TASK DESCRIPTION:
When you respond, restate each record exactly as it is given.

****

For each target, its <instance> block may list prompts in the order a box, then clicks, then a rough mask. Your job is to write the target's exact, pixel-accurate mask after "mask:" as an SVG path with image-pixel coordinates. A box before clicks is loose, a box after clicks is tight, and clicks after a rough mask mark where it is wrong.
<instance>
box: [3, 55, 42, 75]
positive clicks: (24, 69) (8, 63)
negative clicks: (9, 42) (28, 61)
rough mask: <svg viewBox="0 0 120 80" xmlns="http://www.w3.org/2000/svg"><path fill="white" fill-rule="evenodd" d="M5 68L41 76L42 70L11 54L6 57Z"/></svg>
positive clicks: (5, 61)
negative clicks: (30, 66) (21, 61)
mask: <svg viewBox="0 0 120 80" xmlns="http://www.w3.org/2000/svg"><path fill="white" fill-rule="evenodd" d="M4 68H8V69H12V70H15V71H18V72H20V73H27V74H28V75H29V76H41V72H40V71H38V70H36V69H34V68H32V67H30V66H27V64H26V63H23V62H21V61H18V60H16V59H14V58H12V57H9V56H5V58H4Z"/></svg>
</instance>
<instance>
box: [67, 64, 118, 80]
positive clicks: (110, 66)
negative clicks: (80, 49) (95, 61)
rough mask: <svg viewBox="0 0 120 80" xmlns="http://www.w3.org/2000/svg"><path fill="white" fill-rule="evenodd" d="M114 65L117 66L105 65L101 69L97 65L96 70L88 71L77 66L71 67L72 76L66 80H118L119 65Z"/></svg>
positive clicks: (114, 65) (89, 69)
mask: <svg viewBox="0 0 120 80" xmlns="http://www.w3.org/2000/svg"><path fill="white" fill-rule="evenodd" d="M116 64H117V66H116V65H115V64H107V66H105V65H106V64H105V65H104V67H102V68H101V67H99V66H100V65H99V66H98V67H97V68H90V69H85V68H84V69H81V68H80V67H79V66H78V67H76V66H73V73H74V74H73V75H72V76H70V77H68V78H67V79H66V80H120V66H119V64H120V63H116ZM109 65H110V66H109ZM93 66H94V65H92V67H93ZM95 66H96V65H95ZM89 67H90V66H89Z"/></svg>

****

REPLY:
For each target, its <instance> block may list prompts in the order a box, then clicks, then a rough mask. Your job is to write the target's exact, pixel-accurate mask after "mask:" as an SVG path with image-pixel coordinates. A box before clicks is loose, a box after clicks is tight, and clicks after a rough mask mark where it is wrong.
<instance>
box: [3, 55, 42, 75]
positive clicks: (24, 69) (8, 63)
negative clicks: (9, 42) (28, 61)
rough mask: <svg viewBox="0 0 120 80" xmlns="http://www.w3.org/2000/svg"><path fill="white" fill-rule="evenodd" d="M5 68L41 76L42 70L11 54L6 57Z"/></svg>
positive clicks: (5, 61)
negative clicks: (30, 66) (21, 61)
mask: <svg viewBox="0 0 120 80" xmlns="http://www.w3.org/2000/svg"><path fill="white" fill-rule="evenodd" d="M4 68H8V69H12V70H15V71H18V72H20V73H27V74H28V75H29V76H41V72H40V71H38V70H36V69H34V68H32V67H30V66H27V64H26V63H23V62H21V61H18V60H16V59H14V58H12V57H9V56H5V58H4Z"/></svg>
</instance>
<instance>
box: [67, 64, 118, 80]
positive clicks: (110, 66)
negative clicks: (80, 49) (95, 61)
rough mask: <svg viewBox="0 0 120 80" xmlns="http://www.w3.org/2000/svg"><path fill="white" fill-rule="evenodd" d="M114 65L117 66L105 65L101 69L97 65L96 70L88 71L77 66L71 67L72 76L66 80H118L119 65Z"/></svg>
positive clicks: (114, 65) (89, 69)
mask: <svg viewBox="0 0 120 80" xmlns="http://www.w3.org/2000/svg"><path fill="white" fill-rule="evenodd" d="M116 64H117V66H116V65H115V64H107V66H105V65H106V64H105V65H104V67H102V68H101V67H99V66H100V65H99V66H98V67H97V68H90V69H85V68H84V69H81V68H80V67H79V66H78V67H76V66H73V73H74V74H73V75H72V76H70V77H68V78H67V79H66V80H120V66H119V64H120V63H116ZM109 65H110V66H109ZM93 66H94V65H92V67H93ZM95 66H96V65H95ZM89 67H90V66H89Z"/></svg>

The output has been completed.